→ **Aim of the task**
Reproduce the passage of the AI agent guide verbatim, from "Published April 21, 2026" to "an automated workflow.".

→ **Page text**
>>

What Is an AI Agent?
A plain-English guide for small businesses — what AI agents are, how they work in Zapier and Make.com, and why their security matters.
Published April 21, 2026 · 6 min read · By Scannly
An AI agent is a system that uses an AI model to perceive inputs, make decisions, and take actions autonomously — without a human approving each step. For small businesses, AI agents most commonly run inside automation platforms like Zapier, Make.com, and n8n, where they read emails, process data, call APIs, and trigger downstream actions as part of an automated workflow.
The Plain-English Definition
An AI agent does three things in sequence: it perceives something (reads an email, receives a webhook, checks a database), it decides what to do (using an AI model like ChatGPT or Claude), and it acts (sends a reply, updates a record, posts to Slack, calls an API). This loop can run thousands of times per day without any human involvement.
What makes it an agent rather than just automation is the AI decision layer. Traditional automation follows fixed rules — if X then Y. An AI agent interprets natural language, handles ambiguity, and makes judgement calls. That flexibility is what makes it powerful — and what makes it a security risk.

<<

→ **Available data**
>>

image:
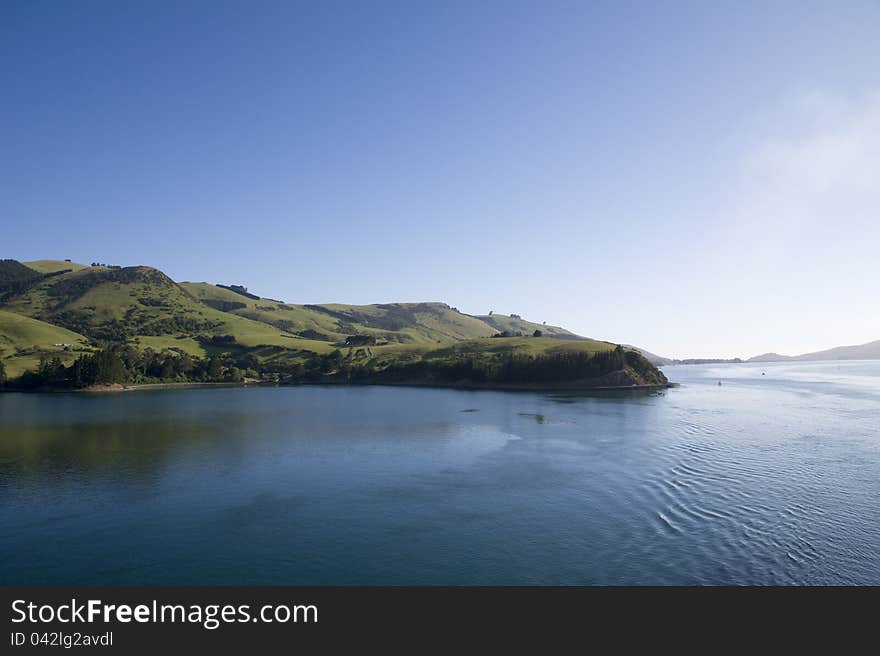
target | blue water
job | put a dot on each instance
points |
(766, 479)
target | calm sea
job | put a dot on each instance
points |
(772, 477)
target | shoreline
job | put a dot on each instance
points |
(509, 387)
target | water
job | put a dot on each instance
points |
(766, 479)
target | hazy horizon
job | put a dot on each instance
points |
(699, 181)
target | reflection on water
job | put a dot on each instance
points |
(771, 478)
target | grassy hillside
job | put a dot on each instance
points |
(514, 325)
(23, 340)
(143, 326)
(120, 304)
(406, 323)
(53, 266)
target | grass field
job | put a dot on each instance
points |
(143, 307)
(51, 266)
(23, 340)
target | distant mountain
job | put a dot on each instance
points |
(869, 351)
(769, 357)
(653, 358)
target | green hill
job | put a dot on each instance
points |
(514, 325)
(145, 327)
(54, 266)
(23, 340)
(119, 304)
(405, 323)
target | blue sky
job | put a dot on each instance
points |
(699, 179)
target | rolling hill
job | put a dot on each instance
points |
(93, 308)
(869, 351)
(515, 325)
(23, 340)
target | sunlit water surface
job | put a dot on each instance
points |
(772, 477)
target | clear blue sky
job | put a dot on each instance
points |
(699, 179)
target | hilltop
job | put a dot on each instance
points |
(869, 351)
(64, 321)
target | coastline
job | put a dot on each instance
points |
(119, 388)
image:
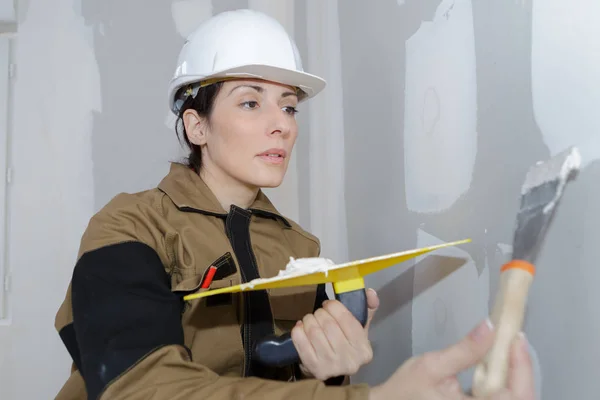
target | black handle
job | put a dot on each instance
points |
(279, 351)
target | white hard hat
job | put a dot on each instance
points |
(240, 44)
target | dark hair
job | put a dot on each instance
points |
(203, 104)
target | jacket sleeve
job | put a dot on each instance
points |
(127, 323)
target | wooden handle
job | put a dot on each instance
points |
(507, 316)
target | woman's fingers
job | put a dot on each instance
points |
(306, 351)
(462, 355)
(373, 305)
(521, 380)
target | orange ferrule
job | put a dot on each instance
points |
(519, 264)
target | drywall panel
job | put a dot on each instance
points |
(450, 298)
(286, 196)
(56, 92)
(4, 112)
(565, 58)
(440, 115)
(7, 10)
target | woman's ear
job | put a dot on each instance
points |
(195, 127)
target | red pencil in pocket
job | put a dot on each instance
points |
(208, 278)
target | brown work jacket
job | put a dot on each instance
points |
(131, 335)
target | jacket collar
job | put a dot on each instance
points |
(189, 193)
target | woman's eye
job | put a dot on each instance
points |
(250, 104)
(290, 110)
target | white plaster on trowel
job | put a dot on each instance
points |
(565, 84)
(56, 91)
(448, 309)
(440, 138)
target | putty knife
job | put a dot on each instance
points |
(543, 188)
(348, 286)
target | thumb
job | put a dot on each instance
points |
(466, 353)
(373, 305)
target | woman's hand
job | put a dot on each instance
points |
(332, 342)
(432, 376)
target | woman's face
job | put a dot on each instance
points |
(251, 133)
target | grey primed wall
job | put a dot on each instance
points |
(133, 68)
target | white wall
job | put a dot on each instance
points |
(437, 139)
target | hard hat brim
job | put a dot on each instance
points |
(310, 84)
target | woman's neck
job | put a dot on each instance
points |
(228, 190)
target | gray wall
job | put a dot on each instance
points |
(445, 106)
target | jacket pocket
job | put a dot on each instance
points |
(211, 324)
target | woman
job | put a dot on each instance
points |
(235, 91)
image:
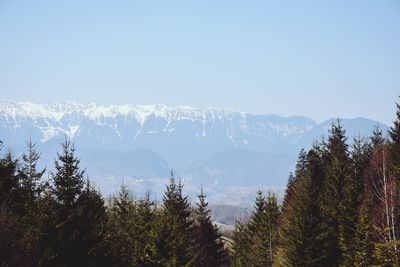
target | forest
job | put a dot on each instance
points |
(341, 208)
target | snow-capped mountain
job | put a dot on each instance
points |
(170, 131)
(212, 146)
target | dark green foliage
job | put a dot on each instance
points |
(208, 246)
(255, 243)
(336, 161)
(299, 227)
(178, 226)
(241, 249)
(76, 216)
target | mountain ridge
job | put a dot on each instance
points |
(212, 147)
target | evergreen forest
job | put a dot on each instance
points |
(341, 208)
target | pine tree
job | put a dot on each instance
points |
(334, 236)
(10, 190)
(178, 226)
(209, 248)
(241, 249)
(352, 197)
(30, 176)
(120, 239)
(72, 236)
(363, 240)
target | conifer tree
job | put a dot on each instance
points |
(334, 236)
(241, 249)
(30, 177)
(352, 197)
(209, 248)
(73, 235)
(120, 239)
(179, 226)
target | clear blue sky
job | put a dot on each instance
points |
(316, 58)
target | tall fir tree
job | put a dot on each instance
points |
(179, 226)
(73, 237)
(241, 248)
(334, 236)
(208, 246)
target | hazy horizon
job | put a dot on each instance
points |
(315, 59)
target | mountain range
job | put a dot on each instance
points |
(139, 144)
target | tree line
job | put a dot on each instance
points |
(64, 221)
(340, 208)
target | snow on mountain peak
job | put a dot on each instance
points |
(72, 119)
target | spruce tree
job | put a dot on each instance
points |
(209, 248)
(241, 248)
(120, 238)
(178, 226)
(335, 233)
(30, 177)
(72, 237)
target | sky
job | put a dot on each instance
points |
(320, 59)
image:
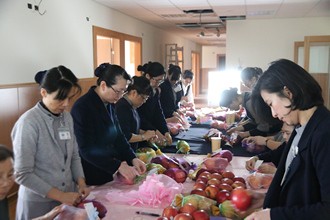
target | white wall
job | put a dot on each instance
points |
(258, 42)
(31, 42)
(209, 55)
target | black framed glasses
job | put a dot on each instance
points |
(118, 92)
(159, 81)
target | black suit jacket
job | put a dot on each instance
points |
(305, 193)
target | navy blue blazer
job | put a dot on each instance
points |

<<

→ **Reply to the task**
Published April 21, 2026 · 6 min read · By Scannly
An AI agent is a system that uses an AI model to perceive inputs, make decisions, and take actions autonomously — without a human approving each step. For small businesses, AI agents most commonly run inside automation platforms like Zapier, Make.com, and n8n, where they read emails, process data, call APIs, and trigger downstream actions as part of an automated workflow.